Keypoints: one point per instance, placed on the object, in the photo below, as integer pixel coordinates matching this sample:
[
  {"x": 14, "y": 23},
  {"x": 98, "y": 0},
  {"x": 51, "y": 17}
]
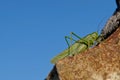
□ □ □ □ □ □ □
WHAT YOU ARE ASKED TO DO. Please rewrite the listing above as a JSON array of strings, one string per line, skipping blank lines and leaving out the picture.

EXERCISE ANSWER.
[
  "Keypoints: one point per instance, placed on the object, in the photo below, as integer pixel coordinates matching this sample:",
  "[",
  "  {\"x\": 14, \"y\": 23},",
  "  {\"x\": 98, \"y\": 0},",
  "  {\"x\": 51, \"y\": 17}",
  "]"
]